DATA EXTRACTS START
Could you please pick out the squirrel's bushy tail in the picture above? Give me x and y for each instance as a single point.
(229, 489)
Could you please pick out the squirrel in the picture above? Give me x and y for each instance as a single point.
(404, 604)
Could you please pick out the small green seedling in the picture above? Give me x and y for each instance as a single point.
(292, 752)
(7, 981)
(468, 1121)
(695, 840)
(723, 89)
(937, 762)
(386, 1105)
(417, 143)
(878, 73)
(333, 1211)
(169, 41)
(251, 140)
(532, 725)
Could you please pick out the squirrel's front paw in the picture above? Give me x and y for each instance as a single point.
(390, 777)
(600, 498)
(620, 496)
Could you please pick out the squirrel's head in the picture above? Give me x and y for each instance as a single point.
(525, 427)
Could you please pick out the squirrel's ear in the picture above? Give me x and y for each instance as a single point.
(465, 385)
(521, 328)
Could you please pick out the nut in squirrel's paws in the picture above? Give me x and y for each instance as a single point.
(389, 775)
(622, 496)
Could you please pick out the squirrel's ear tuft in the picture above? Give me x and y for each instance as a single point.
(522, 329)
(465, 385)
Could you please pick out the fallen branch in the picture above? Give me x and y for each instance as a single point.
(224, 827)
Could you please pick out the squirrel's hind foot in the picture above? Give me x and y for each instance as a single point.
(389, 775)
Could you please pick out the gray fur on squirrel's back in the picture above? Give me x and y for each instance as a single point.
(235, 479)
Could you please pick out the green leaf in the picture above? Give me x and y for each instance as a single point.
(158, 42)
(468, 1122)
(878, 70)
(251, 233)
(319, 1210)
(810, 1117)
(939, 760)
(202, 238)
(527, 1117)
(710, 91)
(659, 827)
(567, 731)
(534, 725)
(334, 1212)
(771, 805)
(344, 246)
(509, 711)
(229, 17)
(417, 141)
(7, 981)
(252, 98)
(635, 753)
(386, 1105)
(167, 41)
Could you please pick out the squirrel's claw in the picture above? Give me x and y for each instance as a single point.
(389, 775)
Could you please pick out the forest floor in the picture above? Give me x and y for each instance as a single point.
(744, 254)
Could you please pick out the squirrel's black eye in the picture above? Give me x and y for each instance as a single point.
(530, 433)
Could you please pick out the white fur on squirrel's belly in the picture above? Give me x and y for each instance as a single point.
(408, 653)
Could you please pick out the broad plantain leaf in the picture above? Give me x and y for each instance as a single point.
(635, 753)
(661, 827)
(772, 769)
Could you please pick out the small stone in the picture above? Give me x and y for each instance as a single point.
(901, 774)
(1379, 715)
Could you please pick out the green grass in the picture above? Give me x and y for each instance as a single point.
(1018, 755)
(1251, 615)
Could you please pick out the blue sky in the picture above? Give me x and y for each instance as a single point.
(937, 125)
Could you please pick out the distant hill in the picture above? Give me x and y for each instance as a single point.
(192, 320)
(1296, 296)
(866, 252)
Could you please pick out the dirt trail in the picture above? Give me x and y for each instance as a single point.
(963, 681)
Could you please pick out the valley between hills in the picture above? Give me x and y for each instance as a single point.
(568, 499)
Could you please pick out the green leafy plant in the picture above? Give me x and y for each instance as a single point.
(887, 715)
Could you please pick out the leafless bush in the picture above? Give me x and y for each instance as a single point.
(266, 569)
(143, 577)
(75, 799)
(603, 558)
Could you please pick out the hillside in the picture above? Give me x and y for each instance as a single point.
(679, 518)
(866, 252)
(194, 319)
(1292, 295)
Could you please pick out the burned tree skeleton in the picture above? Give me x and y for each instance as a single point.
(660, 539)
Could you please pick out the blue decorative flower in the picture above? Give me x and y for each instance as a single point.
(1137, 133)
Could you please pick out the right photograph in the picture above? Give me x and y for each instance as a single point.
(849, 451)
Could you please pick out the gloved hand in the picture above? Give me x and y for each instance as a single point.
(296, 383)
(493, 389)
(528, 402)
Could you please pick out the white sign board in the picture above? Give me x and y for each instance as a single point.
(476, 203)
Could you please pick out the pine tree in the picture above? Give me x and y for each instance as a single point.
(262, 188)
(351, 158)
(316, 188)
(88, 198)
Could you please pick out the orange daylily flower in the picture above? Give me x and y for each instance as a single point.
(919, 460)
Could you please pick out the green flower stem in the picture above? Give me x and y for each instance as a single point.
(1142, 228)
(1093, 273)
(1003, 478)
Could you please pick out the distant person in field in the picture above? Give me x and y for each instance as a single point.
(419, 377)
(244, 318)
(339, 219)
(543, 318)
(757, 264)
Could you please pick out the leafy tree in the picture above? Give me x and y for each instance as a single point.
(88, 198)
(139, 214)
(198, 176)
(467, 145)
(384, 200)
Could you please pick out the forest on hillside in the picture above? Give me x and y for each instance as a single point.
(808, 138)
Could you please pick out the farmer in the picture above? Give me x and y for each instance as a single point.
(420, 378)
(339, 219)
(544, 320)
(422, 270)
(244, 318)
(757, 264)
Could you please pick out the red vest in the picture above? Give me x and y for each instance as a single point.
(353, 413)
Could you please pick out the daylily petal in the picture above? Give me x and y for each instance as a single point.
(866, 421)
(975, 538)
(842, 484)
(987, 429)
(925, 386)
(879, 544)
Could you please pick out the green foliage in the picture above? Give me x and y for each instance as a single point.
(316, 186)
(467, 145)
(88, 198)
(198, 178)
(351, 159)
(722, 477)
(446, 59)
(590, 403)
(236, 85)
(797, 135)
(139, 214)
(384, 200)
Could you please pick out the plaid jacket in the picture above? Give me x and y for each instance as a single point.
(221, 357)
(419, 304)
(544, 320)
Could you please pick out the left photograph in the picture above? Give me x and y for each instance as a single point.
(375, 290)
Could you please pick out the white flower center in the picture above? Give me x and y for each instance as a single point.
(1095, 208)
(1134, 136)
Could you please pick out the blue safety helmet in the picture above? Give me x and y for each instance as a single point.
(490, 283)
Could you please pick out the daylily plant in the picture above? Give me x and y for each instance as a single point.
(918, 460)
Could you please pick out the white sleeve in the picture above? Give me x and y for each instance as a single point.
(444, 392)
DATA EXTRACTS END
YOUR INSTRUCTIONS
Could you write out, exactly as given, the lines from the one holding "Could you please pick out the white sleeve" through the end of the listing, and nothing else?

ANSWER SECTION
Could you please pick out the white sleeve in the picture above? Give me x and y for each instance as a single point.
(444, 392)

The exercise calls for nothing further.